◆ **EXERCISE TASK**
Repeat the stretch of the material from its first line through the line containing "point(969, 826)", both included, word for word.
=== DATA FOR PROCESSING ===
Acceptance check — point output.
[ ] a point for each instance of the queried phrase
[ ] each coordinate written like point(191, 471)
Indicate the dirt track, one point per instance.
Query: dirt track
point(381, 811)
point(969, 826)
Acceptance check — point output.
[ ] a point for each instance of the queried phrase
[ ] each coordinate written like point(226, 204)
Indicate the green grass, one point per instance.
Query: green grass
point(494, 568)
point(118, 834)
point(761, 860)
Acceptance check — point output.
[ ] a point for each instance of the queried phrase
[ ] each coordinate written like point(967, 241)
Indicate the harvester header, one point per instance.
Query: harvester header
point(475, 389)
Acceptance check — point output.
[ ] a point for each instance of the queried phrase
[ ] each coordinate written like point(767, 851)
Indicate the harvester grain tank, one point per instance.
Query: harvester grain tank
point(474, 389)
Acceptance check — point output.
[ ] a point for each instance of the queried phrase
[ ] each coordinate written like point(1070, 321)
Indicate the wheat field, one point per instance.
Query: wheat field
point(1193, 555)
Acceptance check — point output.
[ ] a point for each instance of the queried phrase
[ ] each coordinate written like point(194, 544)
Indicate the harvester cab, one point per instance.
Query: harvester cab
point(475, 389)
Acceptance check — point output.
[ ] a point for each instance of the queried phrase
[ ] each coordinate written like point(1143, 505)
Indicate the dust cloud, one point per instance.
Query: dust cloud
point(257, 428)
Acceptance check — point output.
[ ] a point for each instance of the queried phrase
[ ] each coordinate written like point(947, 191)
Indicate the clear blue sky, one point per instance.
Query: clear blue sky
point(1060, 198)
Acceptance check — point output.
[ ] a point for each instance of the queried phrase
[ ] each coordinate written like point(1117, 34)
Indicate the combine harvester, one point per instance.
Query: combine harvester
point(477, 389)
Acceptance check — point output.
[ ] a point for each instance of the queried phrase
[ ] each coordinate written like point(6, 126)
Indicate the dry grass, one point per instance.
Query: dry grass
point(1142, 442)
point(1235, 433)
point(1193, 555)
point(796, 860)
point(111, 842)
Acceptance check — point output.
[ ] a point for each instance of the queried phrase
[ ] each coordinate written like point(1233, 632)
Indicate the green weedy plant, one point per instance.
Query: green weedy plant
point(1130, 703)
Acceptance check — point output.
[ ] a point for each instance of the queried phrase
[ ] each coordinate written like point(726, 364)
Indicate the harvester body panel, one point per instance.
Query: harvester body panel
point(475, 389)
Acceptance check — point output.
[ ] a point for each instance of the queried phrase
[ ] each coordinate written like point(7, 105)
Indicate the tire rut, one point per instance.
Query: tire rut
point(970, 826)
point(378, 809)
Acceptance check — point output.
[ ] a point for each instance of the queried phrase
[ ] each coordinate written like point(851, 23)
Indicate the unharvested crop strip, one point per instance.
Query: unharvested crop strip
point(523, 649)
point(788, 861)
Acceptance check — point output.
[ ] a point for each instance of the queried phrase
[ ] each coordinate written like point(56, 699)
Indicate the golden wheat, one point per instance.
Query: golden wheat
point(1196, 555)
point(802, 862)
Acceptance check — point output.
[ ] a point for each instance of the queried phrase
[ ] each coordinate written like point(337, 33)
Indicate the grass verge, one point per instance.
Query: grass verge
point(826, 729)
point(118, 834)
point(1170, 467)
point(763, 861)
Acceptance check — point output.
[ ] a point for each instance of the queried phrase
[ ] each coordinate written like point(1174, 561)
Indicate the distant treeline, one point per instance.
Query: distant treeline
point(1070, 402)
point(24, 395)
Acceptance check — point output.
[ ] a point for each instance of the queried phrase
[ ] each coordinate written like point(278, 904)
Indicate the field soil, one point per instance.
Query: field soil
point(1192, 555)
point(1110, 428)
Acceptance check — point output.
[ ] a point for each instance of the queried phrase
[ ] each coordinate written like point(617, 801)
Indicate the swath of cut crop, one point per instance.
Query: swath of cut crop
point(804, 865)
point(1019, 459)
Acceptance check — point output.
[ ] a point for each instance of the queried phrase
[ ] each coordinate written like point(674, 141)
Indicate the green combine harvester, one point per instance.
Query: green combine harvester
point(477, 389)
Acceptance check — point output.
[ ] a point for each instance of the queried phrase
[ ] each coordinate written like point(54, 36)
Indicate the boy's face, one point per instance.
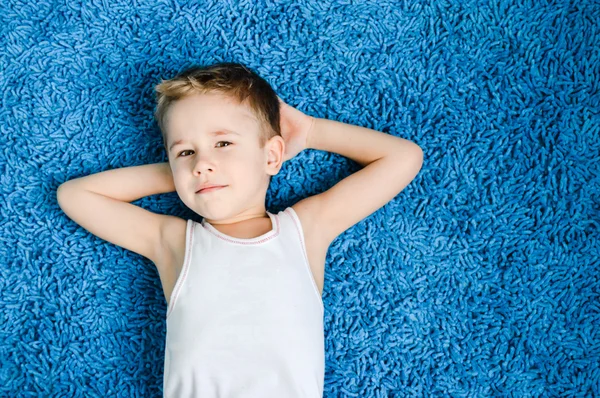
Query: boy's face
point(198, 156)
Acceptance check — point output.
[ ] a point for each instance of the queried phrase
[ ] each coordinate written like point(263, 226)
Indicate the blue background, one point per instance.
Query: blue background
point(479, 279)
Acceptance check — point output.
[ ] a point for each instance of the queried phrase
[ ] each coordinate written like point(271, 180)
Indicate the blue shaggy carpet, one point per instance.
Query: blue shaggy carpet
point(480, 279)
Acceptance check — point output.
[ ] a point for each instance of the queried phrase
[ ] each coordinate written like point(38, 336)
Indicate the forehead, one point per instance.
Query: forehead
point(206, 113)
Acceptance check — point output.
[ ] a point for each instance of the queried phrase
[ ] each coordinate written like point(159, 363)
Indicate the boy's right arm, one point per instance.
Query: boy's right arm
point(99, 203)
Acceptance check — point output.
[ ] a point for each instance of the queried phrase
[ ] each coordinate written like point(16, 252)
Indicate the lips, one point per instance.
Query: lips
point(211, 189)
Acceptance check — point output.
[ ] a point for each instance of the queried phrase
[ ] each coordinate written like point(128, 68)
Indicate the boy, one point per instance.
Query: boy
point(243, 287)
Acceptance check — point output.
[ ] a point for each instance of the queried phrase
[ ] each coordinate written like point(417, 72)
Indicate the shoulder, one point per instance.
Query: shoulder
point(308, 211)
point(173, 233)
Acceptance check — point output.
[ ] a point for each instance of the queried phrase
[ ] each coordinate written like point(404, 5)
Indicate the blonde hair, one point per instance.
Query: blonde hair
point(232, 79)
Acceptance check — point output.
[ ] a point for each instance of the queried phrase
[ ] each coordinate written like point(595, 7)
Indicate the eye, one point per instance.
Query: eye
point(224, 142)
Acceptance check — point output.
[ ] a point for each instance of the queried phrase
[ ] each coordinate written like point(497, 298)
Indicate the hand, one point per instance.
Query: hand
point(296, 127)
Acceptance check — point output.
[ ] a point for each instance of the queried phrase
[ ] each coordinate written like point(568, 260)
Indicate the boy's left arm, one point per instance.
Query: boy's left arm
point(389, 164)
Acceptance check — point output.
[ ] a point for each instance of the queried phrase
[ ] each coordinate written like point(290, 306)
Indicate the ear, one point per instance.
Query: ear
point(274, 150)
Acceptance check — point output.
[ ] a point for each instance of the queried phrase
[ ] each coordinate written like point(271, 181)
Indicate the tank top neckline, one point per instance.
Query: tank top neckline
point(259, 239)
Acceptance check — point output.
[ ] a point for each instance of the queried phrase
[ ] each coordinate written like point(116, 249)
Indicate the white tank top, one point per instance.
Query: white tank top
point(245, 319)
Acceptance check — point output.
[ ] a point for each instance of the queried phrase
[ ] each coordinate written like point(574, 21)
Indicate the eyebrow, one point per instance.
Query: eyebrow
point(214, 133)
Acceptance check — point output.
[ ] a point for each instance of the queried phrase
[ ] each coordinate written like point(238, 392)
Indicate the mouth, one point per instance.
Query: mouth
point(211, 189)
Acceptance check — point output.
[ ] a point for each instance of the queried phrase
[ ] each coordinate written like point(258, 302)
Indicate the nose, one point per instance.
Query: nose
point(203, 165)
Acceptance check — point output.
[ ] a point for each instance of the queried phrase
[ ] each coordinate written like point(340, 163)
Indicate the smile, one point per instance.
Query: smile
point(208, 190)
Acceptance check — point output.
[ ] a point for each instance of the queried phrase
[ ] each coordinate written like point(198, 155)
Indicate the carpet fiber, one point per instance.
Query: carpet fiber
point(478, 279)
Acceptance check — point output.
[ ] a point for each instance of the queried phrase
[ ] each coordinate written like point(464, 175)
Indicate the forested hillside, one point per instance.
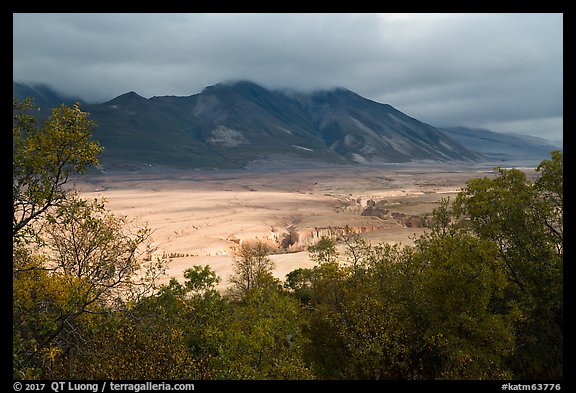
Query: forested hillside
point(478, 296)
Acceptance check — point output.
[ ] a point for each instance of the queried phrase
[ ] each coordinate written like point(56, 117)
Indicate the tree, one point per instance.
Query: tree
point(525, 220)
point(44, 157)
point(252, 270)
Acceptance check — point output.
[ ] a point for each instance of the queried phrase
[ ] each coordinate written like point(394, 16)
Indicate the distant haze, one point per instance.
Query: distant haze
point(502, 72)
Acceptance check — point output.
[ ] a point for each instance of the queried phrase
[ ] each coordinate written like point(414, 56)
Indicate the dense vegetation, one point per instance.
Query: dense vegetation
point(479, 296)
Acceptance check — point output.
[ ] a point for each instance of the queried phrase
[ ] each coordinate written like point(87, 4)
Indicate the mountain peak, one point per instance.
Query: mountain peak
point(233, 123)
point(127, 99)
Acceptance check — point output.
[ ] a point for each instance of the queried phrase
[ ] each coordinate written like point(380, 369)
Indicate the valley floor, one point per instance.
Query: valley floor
point(199, 217)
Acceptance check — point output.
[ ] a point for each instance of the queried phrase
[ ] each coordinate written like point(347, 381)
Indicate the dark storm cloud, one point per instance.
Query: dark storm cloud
point(502, 70)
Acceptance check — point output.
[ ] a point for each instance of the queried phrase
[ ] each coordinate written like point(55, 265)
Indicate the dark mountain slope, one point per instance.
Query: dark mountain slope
point(231, 124)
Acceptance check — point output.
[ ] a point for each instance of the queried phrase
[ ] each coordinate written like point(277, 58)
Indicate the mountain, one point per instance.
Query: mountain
point(497, 146)
point(230, 125)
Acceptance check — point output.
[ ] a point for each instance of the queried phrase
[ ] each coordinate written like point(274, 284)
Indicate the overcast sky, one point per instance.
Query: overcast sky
point(498, 71)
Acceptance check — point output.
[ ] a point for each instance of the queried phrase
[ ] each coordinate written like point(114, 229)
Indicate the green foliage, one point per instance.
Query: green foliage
point(525, 221)
point(324, 251)
point(478, 296)
point(44, 157)
point(252, 270)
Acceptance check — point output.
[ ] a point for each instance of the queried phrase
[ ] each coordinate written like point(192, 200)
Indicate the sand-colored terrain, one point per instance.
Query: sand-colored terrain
point(198, 218)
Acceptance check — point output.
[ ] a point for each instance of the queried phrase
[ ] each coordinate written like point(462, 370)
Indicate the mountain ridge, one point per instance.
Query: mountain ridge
point(230, 125)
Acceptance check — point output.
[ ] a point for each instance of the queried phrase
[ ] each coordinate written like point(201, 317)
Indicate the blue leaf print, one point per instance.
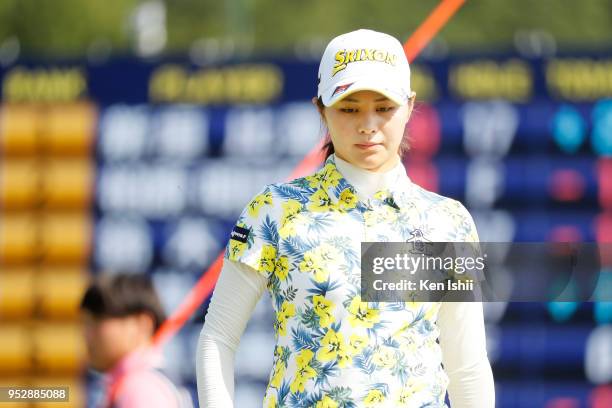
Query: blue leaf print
point(363, 361)
point(299, 400)
point(318, 222)
point(283, 391)
point(330, 369)
point(295, 247)
point(302, 339)
point(321, 288)
point(269, 231)
point(289, 192)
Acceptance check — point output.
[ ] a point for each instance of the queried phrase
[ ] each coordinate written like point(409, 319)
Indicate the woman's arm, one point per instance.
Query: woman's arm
point(464, 355)
point(237, 291)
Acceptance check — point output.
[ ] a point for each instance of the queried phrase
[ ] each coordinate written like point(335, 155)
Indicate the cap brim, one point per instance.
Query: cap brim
point(330, 97)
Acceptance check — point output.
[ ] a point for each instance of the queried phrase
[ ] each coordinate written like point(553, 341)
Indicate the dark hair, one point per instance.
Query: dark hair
point(328, 147)
point(122, 295)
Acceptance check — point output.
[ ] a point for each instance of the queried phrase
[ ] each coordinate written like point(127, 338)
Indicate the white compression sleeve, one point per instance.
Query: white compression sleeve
point(235, 296)
point(464, 355)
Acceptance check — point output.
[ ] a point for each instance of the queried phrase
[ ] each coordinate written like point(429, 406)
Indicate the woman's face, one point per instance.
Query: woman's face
point(366, 129)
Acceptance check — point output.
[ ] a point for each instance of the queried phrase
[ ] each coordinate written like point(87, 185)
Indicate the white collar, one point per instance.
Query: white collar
point(367, 183)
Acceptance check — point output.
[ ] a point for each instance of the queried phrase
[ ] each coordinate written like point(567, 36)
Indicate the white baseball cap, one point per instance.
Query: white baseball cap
point(364, 60)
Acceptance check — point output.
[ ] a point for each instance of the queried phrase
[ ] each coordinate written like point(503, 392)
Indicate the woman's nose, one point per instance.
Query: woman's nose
point(367, 125)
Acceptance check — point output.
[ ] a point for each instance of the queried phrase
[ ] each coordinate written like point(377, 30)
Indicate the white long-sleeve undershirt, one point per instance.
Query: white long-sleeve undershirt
point(239, 288)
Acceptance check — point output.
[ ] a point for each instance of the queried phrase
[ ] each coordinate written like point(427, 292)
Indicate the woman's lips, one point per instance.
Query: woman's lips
point(366, 146)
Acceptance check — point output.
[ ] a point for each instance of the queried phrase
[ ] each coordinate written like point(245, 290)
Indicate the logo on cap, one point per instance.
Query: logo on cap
point(345, 57)
point(341, 89)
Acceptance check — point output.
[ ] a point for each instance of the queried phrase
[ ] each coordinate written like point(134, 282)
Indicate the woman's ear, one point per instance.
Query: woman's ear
point(410, 106)
point(320, 109)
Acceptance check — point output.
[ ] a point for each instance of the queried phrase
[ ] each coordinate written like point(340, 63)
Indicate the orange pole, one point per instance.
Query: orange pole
point(204, 287)
point(430, 27)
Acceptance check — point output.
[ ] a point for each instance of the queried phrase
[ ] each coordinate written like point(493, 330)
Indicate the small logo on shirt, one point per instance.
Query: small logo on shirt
point(240, 234)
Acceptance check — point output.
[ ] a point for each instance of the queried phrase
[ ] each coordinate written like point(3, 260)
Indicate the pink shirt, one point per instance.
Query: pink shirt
point(139, 384)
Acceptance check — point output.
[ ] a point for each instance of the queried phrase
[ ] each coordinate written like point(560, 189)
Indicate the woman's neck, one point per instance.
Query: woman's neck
point(367, 182)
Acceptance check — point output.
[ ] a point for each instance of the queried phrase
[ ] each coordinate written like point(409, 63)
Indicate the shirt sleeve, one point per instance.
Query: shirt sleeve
point(254, 238)
point(463, 339)
point(235, 296)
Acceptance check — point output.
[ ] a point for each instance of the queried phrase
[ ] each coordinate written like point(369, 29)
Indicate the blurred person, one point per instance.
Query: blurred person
point(301, 240)
point(120, 316)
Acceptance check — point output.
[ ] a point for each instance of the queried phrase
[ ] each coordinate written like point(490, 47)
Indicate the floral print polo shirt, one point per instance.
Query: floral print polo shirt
point(332, 349)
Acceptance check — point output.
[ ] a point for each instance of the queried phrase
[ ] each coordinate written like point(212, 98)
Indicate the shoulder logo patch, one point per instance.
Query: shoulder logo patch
point(240, 234)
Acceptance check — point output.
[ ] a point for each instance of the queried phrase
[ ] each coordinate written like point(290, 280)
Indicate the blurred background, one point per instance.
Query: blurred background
===
◆ **SOLVED PROBLEM**
Acceptance check — point output.
[ ] a point for each instance of the queried phrase
[ ] each coordinate written like point(191, 471)
Indicate the dirt track, one point per instance.
Query: dirt track
point(381, 811)
point(969, 826)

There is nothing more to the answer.